#### Task to complete:
Reproduce every line of the following items verbatim, keeping each line in its original order and form.

#### Record set:
┌──
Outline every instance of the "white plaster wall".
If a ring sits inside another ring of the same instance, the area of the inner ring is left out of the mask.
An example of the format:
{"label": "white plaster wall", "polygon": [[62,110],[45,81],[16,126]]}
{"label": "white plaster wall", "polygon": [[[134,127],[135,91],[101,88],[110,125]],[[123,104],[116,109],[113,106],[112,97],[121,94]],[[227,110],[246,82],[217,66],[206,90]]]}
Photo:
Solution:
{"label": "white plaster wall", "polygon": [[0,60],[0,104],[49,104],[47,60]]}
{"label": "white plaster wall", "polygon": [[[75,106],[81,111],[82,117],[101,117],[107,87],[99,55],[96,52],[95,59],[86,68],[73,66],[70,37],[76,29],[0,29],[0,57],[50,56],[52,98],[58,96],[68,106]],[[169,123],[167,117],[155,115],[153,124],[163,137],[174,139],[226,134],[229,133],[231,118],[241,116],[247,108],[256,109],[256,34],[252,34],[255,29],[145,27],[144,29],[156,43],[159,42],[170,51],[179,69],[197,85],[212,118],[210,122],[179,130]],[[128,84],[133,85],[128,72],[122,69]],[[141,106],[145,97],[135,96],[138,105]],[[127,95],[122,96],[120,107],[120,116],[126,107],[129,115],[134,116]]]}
└──
#### Output below:
Outline every instance of the "white plaster wall".
If a ring sits inside another ring of the same instance, the area of the inner ring is left out of the mask.
An example of the format:
{"label": "white plaster wall", "polygon": [[62,110],[45,81],[16,126]]}
{"label": "white plaster wall", "polygon": [[[134,127],[135,91],[101,88],[110,125]],[[123,104],[116,109],[113,106],[112,97],[121,94]],[[227,110],[246,82],[217,66],[206,90]]]}
Photo:
Solution:
{"label": "white plaster wall", "polygon": [[0,60],[0,104],[49,104],[47,60]]}
{"label": "white plaster wall", "polygon": [[[75,106],[81,111],[82,117],[101,117],[107,87],[99,55],[96,52],[95,59],[86,68],[73,66],[70,37],[76,29],[0,29],[0,57],[50,56],[52,98],[58,96],[68,106]],[[169,123],[167,117],[155,115],[153,124],[163,137],[174,139],[226,134],[229,133],[231,118],[241,116],[247,108],[256,109],[256,34],[252,34],[255,29],[145,27],[144,29],[156,43],[159,42],[170,51],[179,69],[197,85],[212,118],[210,122],[179,130]],[[128,84],[133,85],[128,72],[122,69]],[[141,106],[145,97],[135,96],[138,105]],[[127,95],[122,96],[120,107],[120,116],[126,107],[129,115],[134,116]]]}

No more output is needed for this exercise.